## 読解文
☆ ☆ ☆

本発明は、互いに異なる樹脂材料によって形成された第1基材及び第2基材を有し、第1基材の外表面のうち第2基材が重なっていない領域に金属被膜が形成された部分めっき樹脂製品に関する。
この種の部分めっき樹脂製品では、二色成形により、第1基材及び第2基材が、この順に成形される。その後、第1基材の外表面のうち第2基材が重なっていない領域に、めっきにより金属被膜が形成される(例えば、特許文献1、特許文献2参照)。こうした部分めっき樹脂製品として、従来は、第2基材が、分断されておらず、1つの部材として構成されたものが一般的である。
一方で、部分めっき樹脂製品の一形態として、図8に示すように、第2基材72が、重なり部73及び浮き島部74を有するものが考えられている。重なり部73は、第1基材71に対し表側(図8の上側)から重なっている。浮き島部74は、第1基材71に対し表側から重ならずに、上記重なり部73から離間するとともに、同第1基材71により周囲を取り囲まれている。この部分めっき樹脂製品70では、浮き島部74には金属被膜75が形成されないため、第1基材71において金属被膜75が形成された領域に、金属被膜75が形成されていない浮き島部74が位置し、浮き島部74が意匠上のアクセントとなる。
特開2005−100964号公報 特開2010−33942号公報
ところが、上記のように第2基材72が、重なり部73及び浮き島部74を有する従来の部分めっき樹脂製品70では、重なり部73とは別に浮き島部74を成形する必要がある。そのため、金型には、浮き島部74を成形するための成形空間(キャビティ)に、図8において二点鎖線で示すようなピンゲート76を繋ぐこととなる。その結果、成形後に、浮き島部74の表側面にゲート跡が少なからず残り、これが浮き島部74、ひいては部分めっき樹脂製品70の見栄えを低下させる。
本発明は、このような実情に鑑みてなされたものであって、その目的は、浮き島部の見栄えの向上を図ること、すなわち、浮き島部の表面にゲート跡が残らないようにすることのできる部分めっき樹脂製品を提供することにある。

☆ ☆ ☆

## データ部分
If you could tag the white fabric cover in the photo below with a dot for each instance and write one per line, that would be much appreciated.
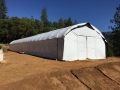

☆ ☆ ☆

読解文によれば、従来の部分めっき樹脂製品70で浮き島部74の見栄えを低下させるものは何か。 読解文の内容だけを根拠にすること。

成形後に浮き島部74の表側面に残るゲート跡である。